### SET EXERCISE 1
Could you filter the rows below and copy every line that contains the word "white"?

### SOURCE TEXT
━━━━━━━━━━━━━━━━━━━━
She "filed her Chapter 13 petition on May 4, 2005. Her Plan was confirmed on August 19, 2005. The Plan provided for payment of the tax debt to the Franchise Tax Board (`FTB'). The FTB filed its claim in the amount of $3,143.40. The claim was not objected to and is being paid from monthly payments made by Ms. Diwa to the Chapter 13 Trustee." Complaint ¶ 1.

On June 21, 2006, the FTB sent an "Annual Notice" to Diwa. The Notice stated that it was for informational purposes only and that the FTB was required to send the notice pursuant to the Taxpayers' Bill of Rights. The Notice showed balances for taxes due for the years 2000 and 2001, but did not reflect any penalties and did not request payment. When Diwa received the letter she called her attorney. Diwa Dec. ¶ 10. The attorney told Diwa the letter was probably a mistake because she is protected by the Chapter 13 Plan. Id.

Approximately one month later, the FTB sent Diwa a computer-generated letter entitled "Notice of State Income Tax Due" ("the July 2006 Letter" or "Letter"). The Letter lists the balance due for the tax years 2000 and 2001 and includes a 50 percent interest-based penalty such that the total amount exceeds the FTB's claim in the Chapter 13 bankruptcy. It states that the penalty is being assessed because Diwa did not complete amnesty requirements. It states further:

TO AVOID ADDITIONAL INTEREST AND/OR PENALTY, PAY THE FULL AMOUNT DUE BY 08/11/06. If we do not receive the amount due within 30 days from the date of this notice, we may file a state tax lien against your property per Government Code Section 7171.

The letter also explains that if the debtor believes she does not owe the amount, she should contact the FTB.

Diwa contacted her attorney about the Letter, and on August 7, 2006, Diwa's attorney left a voicemail message for FTB representative Rhoda Parker inquiring about the July 27 Letter. Rhonda Parker Decl. ¶ 4. Ms. Parker left a voicemail message for the attorney in return explaining that the Letter had been issued because the FTB had assessed an amnesty penalty. Id. ¶ 4. She attests that she further advised the attorney that the penalty would not be added to the claim in bankruptcy, but that if Diwa dismisses the Chapter 13 proceeding, she would owe the penalty. Id. FTB never took any action to collect the penalty. Id.

PROCEDURAL HISTORY

Diwa subsequently filed an adversary proceeding in bankruptcy court alleging that the July 27, 2006 letter violated the automatic bankruptcy stay. She seeks actual and punitive damages, attorney's fees and costs.

The bankruptcy court granted FTB's cross-motion for summary judgment on the ground that the letter did not violate the automatic stay. The court focused on the words "we may file a state tax lien," and concluded the Letter was not coercive enough to violate the stay. Diwa appeals the bankruptcy court's summary judgment order.
━━━━━━━━━━━━━━━━━━━━
### PROVIDED ENTRIES

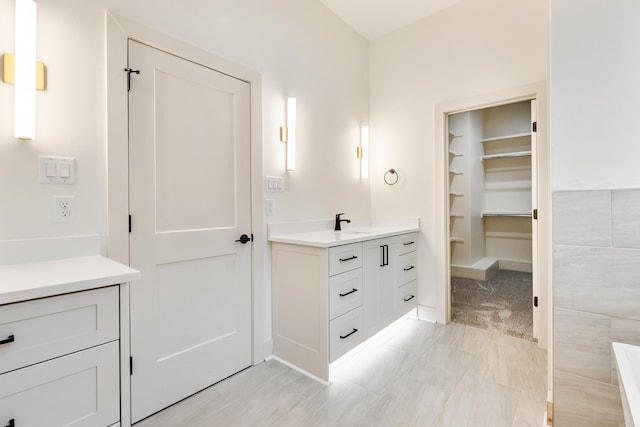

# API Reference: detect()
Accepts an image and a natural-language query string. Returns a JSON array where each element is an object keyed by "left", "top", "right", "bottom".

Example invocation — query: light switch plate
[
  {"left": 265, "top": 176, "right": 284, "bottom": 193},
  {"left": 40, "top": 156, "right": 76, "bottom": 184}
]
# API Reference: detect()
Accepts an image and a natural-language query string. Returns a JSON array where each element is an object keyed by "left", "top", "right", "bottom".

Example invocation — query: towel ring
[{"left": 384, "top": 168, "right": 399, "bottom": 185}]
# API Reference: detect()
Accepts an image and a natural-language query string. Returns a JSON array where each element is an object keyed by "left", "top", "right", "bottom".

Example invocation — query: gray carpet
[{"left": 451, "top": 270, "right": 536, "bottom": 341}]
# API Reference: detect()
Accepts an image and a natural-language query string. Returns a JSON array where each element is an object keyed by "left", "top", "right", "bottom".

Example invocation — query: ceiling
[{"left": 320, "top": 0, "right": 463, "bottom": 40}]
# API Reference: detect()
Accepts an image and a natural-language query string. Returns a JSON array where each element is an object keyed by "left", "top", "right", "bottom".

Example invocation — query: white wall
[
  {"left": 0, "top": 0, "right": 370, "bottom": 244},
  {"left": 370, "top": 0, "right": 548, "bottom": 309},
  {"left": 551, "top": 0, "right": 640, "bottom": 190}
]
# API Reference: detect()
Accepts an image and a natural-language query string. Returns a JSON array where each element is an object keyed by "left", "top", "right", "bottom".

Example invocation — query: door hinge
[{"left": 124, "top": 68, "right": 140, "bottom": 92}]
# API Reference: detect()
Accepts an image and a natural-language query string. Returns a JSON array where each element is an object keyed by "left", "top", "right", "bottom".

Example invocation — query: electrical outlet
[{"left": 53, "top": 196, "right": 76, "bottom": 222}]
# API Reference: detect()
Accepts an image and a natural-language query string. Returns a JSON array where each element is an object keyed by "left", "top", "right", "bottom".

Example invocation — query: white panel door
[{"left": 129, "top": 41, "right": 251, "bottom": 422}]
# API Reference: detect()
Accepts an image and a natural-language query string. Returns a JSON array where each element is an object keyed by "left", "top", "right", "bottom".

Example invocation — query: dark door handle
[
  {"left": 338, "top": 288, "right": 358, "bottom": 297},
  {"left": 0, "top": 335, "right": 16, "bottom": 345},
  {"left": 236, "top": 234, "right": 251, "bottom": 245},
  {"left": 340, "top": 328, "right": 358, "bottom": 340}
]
━━━━━━━━━━━━━━━━━━━━
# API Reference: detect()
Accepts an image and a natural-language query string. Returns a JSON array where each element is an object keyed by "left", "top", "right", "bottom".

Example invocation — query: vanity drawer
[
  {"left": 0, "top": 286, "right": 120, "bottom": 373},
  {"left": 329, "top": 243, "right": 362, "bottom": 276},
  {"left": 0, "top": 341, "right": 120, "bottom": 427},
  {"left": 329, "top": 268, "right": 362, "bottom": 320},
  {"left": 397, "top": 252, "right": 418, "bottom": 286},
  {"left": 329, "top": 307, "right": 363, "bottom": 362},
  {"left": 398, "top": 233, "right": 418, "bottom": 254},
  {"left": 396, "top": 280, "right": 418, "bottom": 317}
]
━━━━━━━━━━━━━━━━━━━━
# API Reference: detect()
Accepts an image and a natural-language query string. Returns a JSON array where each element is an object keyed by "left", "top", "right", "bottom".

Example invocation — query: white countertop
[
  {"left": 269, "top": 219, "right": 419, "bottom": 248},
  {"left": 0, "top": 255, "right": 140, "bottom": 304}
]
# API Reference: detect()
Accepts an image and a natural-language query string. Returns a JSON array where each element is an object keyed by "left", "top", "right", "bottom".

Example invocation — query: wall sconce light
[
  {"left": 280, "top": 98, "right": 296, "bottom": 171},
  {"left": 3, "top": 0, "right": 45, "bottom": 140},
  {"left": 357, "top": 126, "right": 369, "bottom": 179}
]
━━━━━━━━━━━━━━━━━━━━
### SET EXERCISE 2
Can you turn the paragraph of the bankruptcy excerpt above that begins "On June 21, 2006, the FTB sent" into a short bulleted list of its main facts?

### EXERCISE RESULT 1
Example invocation — query: white wall
Example invocation — query: white panel door
Example invocation — query: white countertop

### EXERCISE RESULT 2
- On June 21, 2006, the FTB sent Diwa an "Annual Notice."
- The Notice said it was for informational purposes only and that the Taxpayers' Bill of Rights required the FTB to send it.
- It showed balances of taxes due for 2000 and 2001. It listed no penalties and did not request payment.
- Diwa called her attorney, who said the letter was probably a mistake because the Chapter 13 Plan protects her.